• GIVEN TEXT:
"""

This is a collection of my thoughts as I examine the latest Go generics proposal, announced in this blog post.

I don’t come across many times where I think that generics in Go would solve a problem, but there are a few times where I’ve wanted something like it on multiple occasions:

• Channels that represent mutexes.
• Metrics with arbitrary value and dimension types.

Chantex

Chantex, which is my head-canon name for channels that are taking the place of mutexes, are a thing that I have started doing a lot after spending some time mulling over Bryan C. Mills’ awesome Rethinking Classical Concurrency Patterns talk.

I won’t dive too much in detail, but here is what it can look like:

type Server struct {
    state chan *state // chantex
}

func (s *Server) Login(ctx context.Context, u *User) error {
    var state *state
    select {
    case state = <-s.state:
        defer func() { s.state <- state }()
    case <-ctx.Done():
        return ctx.Err()

"""

• RECORDS FOR THE EXERCISE:
"""

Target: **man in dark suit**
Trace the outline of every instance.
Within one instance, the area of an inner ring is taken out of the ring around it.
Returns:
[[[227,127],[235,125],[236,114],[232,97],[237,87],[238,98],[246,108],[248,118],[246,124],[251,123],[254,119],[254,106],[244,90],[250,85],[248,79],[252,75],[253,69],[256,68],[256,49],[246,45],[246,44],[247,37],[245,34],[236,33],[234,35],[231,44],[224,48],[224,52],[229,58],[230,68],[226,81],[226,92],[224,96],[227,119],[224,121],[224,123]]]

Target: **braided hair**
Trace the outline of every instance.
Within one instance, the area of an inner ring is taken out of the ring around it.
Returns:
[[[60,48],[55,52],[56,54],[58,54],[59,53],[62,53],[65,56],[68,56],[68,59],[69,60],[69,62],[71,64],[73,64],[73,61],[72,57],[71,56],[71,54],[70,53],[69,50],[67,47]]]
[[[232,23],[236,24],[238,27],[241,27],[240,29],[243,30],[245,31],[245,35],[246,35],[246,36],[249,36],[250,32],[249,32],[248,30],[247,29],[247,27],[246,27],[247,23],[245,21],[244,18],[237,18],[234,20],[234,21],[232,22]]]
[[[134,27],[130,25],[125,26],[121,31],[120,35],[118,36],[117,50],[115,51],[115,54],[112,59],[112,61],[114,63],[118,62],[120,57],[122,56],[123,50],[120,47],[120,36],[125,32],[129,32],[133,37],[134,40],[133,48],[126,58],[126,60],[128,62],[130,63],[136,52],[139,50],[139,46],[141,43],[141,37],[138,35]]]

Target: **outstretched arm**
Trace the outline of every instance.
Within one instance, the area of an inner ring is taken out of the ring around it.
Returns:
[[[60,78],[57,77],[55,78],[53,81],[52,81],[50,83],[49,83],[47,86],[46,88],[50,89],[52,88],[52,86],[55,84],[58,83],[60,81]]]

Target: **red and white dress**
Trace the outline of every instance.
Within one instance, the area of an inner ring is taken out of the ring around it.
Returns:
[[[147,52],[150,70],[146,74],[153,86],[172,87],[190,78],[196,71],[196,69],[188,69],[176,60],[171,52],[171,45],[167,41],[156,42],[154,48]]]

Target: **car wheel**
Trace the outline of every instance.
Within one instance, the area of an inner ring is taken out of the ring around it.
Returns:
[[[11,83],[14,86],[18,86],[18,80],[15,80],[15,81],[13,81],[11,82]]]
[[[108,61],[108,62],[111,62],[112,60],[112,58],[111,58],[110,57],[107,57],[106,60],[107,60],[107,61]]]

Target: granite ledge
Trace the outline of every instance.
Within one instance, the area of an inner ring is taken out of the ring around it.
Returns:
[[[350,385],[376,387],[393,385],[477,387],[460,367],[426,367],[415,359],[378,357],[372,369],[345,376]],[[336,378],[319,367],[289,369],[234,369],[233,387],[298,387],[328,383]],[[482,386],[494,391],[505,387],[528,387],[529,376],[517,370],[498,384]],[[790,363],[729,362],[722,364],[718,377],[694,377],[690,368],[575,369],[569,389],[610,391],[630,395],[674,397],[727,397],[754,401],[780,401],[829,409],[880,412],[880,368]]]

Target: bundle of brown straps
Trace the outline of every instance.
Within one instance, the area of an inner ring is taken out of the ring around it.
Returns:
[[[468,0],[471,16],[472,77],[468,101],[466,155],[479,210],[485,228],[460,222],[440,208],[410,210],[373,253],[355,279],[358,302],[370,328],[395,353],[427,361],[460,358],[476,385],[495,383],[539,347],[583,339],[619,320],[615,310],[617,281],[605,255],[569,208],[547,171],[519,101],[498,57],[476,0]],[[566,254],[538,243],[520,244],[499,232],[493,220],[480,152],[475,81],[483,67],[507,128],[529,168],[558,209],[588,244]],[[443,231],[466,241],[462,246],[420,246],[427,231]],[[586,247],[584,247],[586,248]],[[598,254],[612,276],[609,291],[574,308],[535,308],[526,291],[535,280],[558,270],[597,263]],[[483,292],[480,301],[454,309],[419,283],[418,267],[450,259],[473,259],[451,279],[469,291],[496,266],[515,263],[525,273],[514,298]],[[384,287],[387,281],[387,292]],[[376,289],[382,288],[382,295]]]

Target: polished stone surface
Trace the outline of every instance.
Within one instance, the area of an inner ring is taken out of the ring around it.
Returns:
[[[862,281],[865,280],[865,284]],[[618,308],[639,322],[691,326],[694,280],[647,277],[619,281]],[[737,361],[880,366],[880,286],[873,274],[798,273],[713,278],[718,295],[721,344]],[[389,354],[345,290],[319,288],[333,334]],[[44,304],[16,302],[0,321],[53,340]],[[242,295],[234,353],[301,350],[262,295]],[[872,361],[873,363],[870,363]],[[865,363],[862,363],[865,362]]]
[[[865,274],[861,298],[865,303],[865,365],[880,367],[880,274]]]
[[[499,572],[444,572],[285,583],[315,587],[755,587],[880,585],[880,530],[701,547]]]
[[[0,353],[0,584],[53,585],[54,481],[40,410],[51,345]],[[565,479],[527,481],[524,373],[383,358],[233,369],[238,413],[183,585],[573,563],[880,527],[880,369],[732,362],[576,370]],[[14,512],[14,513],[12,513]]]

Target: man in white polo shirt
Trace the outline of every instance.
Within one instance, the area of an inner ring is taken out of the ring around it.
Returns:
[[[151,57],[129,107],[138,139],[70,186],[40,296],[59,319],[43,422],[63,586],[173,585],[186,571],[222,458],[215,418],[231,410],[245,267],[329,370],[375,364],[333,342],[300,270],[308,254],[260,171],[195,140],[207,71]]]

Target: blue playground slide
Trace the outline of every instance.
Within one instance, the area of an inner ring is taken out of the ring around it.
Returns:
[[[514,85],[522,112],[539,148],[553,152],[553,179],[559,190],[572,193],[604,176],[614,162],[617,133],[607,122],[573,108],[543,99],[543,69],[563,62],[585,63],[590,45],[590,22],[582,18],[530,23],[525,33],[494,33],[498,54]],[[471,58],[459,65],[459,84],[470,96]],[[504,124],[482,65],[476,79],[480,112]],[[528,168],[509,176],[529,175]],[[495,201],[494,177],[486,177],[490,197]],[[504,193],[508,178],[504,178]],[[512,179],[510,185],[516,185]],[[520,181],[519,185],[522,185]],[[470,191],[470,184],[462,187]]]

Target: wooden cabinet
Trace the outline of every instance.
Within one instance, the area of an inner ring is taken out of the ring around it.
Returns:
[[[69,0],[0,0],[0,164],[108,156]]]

"""

• WORK INSTRUCTIONS:
1. Answer these questions about the Go generics text:
(a) What two cases does the writer list as times they wanted something like generics?
(b) What name does the writer give to channels that take the place of mutexes?
(c) Which talk led the writer to start using such channels?
2. Echo the records from the line containing "Target: blue playground slide" down through the end of the records, including both ends.
The records have no connection to the Go generics text.

• RESPONSES IN ORDER:
1.
(a) Channels that represent mutexes, and metrics with arbitrary value and dimension types.
(b) Chantex.
(c) Bryan C. Mills' Rethinking Classical Concurrency Patterns talk.

2.
Target: blue playground slide
Trace the outline of every instance.
Within one instance, the area of an inner ring is taken out of the ring around it.
Returns:
[[[514,85],[522,112],[539,148],[553,152],[553,179],[559,190],[572,193],[604,176],[614,162],[617,133],[607,122],[573,108],[543,99],[543,69],[563,62],[585,63],[590,45],[590,22],[582,18],[530,23],[525,33],[494,33],[498,54]],[[471,58],[459,65],[459,84],[470,96]],[[504,124],[482,65],[476,79],[480,112]],[[528,168],[509,176],[529,175]],[[495,201],[494,177],[486,177],[490,197]],[[504,193],[508,178],[504,178]],[[512,179],[510,185],[516,185]],[[520,181],[519,185],[522,185]],[[470,191],[470,184],[462,187]]]

Target: wooden cabinet
Trace the outline of every instance.
Within one instance, the area of an inner ring is taken out of the ring around it.
Returns:
[[[69,0],[0,0],[0,164],[108,156]]]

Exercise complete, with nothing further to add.